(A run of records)
+ + + +
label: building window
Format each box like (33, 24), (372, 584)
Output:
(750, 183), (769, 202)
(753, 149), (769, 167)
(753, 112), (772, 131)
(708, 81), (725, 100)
+ + + +
EXERCISE: Rewrite the listing, changing every "building window" to "window on the building" and leaving everything else the same.

RESULT:
label: window on the building
Format each box like (33, 24), (372, 584)
Output:
(750, 183), (769, 202)
(753, 149), (769, 167)
(753, 112), (772, 131)
(708, 81), (725, 100)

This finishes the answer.